2017年に立ち上がったイッセイ ミヤケ「HaaT」の新しいライン「ORJ(One Rack Jack)」。ハンガーラック一本の少数アイテムで展開される上質な日常着が揃っている。モデル・山村紘未がORJと出合ったのは、2018年秋冬シーズンのルックブックの撮影だったと言う。素材に触れ、洋服に袖を通し、実際に動いてみて感じた、ORJの魅力を綴る。
文・山村紘未
2017年からスタートしたORJは、今まで自分の中にあったイッセイ ミヤケの洋服とは違った印象を受けたが、ひとまず、スタート時の写真を頼りに衣装合わせへ向かった。ORJの洋服が掛かっている部屋に入ると、何とも優しい風が流れているように感じた。それがどういうことなのかは、洋服を着るとすぐに分かった。肌に触れる心地の良い素材、一歩一歩歩いたときの美しい流れ。それらの洋服は、長年服づくりにたずさわる人の手を感じさせるもので、まさに洋服が生きている輝きを見た。
モデルを務めた山村紘未。2018年秋冬コレクションより。Photography by Hitoshi Fugo
撮影ではチームの皆様がつくる雰囲気は、洋服から感じる心のままのものがその場にあった。そして一枚一枚上がってくる写真を見ながら、こんなにも正直な自分の心が写っている写真というのは今までにあっただろうかと思った。私はこれまでカメラの前で何かになろうとしてしまっていたのだと気が付いた。それがこの撮影ではもっともっと自分の内側へ返っていくような感じがした。そしてそれが写真として成立した時に、新たな自信になっていった。
ORJをまとうことで、私の心は
優しく深く、そして美しくいられる
最新2019年秋冬コレクションより。
2019年春夏コレクションより。
モデルという仕事をするようになってから、洋服を着慣れていない時期があり、自我が目覚める時期があり、気張って自信が出てくるときもあれば、絶望するときもあった。その都度、これからの新しい1つの方向を教えて貰っていた。ORJとの出合いは、これまで生きてきたものを携えた自分の心が写真に写っているようにも思えた。それは洋服がそうさせてくれたということと、そしてチームの皆様がつくって下さった空間が私を私のままで居させてくれたのだとも思った。それは、作り手の方が着る人のことを考え、大切に想い、そして洋服をまとうことで感じる敬意でもある。

### 問題
1 > ORJの記事のうち、「モデルを務めた山村紘未。2018年秋冬コレクションより。Photography by Hitoshi」を含むところから「成立した時に、新たな自信になっていった。」までをもう一度書いてください。その際、「写真」を「カット」に変えてください。
2 > ORJの記事によると、山村紘未がORJと出合ったのは何の撮影でしたか。
ここから先の項目は、記事とは別の資料です。

ボックス注釈データの行:
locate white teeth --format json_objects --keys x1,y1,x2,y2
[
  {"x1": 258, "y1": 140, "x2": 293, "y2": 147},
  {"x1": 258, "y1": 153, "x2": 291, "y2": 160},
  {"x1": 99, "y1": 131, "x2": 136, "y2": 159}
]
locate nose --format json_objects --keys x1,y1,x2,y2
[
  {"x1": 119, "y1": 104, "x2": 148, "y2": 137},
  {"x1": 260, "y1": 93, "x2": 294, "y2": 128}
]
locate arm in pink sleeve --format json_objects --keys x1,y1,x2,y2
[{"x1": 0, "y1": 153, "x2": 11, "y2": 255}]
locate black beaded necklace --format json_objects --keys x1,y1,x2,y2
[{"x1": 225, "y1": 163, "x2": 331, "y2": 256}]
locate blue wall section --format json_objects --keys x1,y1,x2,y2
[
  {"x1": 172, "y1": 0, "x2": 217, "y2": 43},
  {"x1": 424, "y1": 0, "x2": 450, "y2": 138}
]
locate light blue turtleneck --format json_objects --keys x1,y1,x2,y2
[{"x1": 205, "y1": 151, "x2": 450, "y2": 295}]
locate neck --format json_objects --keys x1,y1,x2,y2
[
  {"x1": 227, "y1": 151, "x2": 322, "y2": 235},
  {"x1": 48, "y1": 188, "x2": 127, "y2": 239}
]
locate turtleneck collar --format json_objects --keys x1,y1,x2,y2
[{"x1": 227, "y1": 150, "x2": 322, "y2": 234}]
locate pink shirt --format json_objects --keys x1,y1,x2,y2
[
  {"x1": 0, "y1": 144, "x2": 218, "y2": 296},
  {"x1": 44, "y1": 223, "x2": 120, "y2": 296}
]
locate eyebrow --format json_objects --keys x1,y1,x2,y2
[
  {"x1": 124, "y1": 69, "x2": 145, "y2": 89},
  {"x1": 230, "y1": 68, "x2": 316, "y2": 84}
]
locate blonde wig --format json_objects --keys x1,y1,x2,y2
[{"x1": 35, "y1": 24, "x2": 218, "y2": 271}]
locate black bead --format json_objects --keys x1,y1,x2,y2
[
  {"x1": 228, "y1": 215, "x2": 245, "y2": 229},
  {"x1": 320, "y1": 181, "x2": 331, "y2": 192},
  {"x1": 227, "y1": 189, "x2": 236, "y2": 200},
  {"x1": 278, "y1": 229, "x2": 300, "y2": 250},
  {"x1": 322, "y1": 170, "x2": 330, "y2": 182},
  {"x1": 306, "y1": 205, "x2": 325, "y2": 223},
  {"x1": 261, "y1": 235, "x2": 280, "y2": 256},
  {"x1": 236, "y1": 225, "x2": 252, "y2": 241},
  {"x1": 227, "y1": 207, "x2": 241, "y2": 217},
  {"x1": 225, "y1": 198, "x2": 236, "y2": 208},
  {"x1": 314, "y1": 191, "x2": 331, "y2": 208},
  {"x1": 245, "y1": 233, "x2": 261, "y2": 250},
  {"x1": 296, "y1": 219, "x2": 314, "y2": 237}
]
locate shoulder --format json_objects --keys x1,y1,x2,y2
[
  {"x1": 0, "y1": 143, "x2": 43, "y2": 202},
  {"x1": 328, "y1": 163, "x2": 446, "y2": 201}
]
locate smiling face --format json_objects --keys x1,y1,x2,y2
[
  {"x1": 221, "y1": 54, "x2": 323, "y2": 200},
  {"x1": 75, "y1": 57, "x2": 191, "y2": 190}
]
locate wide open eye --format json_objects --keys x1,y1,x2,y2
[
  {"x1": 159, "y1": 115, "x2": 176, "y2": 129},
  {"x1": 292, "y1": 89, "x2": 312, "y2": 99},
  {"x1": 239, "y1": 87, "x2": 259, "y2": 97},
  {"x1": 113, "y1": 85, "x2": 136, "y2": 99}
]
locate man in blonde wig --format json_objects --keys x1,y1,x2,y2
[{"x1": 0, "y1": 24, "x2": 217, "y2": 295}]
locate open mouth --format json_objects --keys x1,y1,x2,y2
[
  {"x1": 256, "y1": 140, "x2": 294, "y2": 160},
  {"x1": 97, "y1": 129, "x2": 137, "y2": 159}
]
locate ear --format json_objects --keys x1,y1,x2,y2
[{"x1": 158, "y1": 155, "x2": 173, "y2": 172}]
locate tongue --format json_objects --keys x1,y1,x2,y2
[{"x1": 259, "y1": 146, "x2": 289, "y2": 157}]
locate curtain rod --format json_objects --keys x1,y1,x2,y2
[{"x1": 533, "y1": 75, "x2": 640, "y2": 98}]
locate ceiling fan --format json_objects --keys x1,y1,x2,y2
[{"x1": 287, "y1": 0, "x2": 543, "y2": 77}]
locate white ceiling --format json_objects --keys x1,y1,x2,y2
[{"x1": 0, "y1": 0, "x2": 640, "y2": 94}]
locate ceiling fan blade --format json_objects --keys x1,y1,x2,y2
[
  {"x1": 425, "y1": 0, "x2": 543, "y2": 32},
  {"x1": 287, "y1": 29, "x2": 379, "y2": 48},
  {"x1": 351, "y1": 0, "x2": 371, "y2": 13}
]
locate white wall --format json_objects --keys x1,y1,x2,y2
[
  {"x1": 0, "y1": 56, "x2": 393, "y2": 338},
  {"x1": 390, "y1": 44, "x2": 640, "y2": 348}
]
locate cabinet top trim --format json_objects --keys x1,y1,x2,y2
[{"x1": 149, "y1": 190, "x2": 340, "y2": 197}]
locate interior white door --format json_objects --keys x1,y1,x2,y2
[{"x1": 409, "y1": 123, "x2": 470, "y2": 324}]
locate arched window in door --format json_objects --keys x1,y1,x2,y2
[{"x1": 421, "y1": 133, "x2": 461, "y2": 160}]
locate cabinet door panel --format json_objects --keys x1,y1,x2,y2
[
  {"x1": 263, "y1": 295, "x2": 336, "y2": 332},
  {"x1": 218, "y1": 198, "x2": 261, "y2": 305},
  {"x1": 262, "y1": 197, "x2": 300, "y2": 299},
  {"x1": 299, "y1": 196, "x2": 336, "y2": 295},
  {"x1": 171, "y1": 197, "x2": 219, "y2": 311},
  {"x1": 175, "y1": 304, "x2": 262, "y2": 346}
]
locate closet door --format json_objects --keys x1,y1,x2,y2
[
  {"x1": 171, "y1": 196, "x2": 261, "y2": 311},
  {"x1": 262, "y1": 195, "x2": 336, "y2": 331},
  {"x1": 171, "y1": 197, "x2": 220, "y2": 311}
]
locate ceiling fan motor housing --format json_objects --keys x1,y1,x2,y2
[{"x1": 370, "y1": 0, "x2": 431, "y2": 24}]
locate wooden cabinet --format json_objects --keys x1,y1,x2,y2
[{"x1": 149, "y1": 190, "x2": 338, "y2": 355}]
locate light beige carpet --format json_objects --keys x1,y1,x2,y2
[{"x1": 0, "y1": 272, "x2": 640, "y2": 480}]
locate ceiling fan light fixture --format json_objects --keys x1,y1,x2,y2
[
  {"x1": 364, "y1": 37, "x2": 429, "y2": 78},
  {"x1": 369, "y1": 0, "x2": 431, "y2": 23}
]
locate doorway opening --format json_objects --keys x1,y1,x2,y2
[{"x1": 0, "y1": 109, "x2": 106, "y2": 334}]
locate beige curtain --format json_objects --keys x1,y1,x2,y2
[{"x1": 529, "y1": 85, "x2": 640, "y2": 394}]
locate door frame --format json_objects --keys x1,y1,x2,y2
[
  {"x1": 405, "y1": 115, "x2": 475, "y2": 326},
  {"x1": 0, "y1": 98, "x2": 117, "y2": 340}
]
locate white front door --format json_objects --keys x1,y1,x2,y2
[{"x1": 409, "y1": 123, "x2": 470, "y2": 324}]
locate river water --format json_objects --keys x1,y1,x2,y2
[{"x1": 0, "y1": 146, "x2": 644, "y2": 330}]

### 解答
1 >
モデルを務めた山村紘未。2018年秋冬コレクションより。Photography by Hitoshi Fugo
撮影ではチームの皆様がつくる雰囲気は、洋服から感じる心のままのものがその場にあった。そして一枚一枚上がってくるカットを見ながら、こんなにも正直な自分の心が写っているカットというのは今までにあっただろうかと思った。私はこれまでカメラの前で何かになろうとしてしまっていたのだと気が付いた。それがこの撮影ではもっともっと自分の内側へ返っていくような感じがした。そしてそれがカットとして成立した時に、新たな自信になっていった。

2 > 2018年秋冬シーズンのルックブックの撮影です。